Snowflake expands Cortex Code CLI with dbt, Airflow
Snowflake has expanded Cortex Code CLI-an AI coding agent that runs in local development environments-by adding support for dbt and Apache Airflow workflows. It also introduced a subscription option that does not depend on Snowflake usage.
Originally focused on Snowflake-native workflows, the product is now reflecting how data engineering teams build pipelines that span multiple platforms and tools.
Broader tool support
Cortex Code CLI now integrates with dbt, a widely used framework for data transformation, and Apache Airflow, an orchestration tool for scheduling and managing workflow execution. Snowflake called the additions a first step toward supporting data work across systems, regardless of where the underlying data sits.
Snowflake positioned the expansion as a response to operational friction in multi-environment pipelines. Broken workflows can trigger rework across teams and reduce confidence in downstream analytics. The AI agent is designed to help with model development, debugging, and optimisation across the supported tools.
"Developers don't operate in a single system, and AI coding assistants shouldn't either," said Christian Kleinerman, EVP of Product at Snowflake.
He said the product is being built around cross-system context and fitting into developers' existing practices and workflows.
Subscription shift
Snowflake also introduced what it called its first standalone subscription model. Because the plan runs independently of Snowflake compute and consumption, teams that do not run workloads on Snowflake can still buy Cortex Code CLI as a monthly subscription.
The change aims to address a common procurement barrier for developer tools. Data teams often evaluate assistants in their current environments before standardising on a platform-wide approach. A standalone subscription offers a clearer way to trial the tool without changing the data stack.
Snowflake described the model as self-service and aimed at developer teams that want to start using the CLI immediately.
Models and controls
Alongside expanded tool support and new packaging, Snowflake highlighted broader model choice within Cortex Code CLI. Customers can choose from models including Claude Opus 4.6 and OpenAI GPT-5.2, depending on requirements such as quality, latency, and cost.

Records provided:
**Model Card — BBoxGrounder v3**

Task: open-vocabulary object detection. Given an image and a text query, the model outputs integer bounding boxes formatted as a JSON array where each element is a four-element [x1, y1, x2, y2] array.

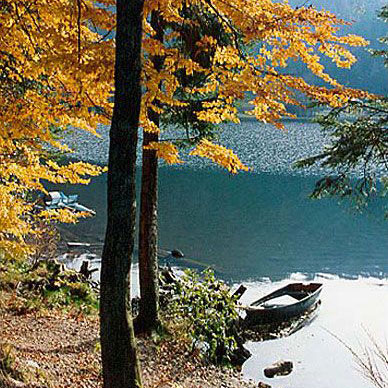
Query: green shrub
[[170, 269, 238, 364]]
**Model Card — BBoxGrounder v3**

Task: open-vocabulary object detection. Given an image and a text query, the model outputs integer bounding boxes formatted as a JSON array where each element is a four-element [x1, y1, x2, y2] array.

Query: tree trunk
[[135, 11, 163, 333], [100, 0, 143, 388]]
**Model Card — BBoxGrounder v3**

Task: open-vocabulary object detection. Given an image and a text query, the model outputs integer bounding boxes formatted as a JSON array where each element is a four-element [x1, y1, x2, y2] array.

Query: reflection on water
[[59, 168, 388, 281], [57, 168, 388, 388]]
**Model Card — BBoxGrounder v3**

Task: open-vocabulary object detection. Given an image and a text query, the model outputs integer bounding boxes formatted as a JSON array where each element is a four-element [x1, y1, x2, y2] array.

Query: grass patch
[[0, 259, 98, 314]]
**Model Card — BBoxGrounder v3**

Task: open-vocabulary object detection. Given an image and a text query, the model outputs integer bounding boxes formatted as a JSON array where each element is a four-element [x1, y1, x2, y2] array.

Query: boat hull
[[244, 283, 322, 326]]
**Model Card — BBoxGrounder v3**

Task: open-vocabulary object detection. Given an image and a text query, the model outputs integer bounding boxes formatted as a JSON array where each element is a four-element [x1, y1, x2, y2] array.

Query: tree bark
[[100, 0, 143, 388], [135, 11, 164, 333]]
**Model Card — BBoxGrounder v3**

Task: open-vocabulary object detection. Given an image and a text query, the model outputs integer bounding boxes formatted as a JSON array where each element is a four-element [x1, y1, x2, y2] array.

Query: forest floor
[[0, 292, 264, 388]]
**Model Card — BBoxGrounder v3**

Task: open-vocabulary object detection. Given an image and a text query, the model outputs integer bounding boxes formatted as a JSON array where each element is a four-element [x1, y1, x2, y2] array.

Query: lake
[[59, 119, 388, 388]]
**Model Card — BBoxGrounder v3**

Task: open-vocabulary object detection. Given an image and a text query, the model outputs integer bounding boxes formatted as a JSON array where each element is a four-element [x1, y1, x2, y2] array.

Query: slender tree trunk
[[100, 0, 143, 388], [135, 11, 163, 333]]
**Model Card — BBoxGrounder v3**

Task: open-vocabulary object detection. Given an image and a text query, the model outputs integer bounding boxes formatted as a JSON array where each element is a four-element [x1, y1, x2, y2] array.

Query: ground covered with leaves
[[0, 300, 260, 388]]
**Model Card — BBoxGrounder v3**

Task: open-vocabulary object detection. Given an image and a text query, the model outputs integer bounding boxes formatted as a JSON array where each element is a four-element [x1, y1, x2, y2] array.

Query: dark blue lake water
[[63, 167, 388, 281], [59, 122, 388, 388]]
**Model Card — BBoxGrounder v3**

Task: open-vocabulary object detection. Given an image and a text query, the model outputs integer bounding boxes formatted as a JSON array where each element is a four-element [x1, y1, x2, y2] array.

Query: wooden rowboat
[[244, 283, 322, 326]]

Exercise requirements:
Reproduce the passage of the Cortex Code CLI announcement above from "Snowflake described the" to "latency, and cost.", word for word.

Written solution:
Snowflake described the model as self-service and aimed at developer teams that want to start using the CLI immediately.
Models and controls
Alongside expanded tool support and new packaging, Snowflake highlighted broader model choice within Cortex Code CLI. Customers can choose from models including Claude Opus 4.6 and OpenAI GPT-5.2, depending on requirements such as quality, latency, and cost.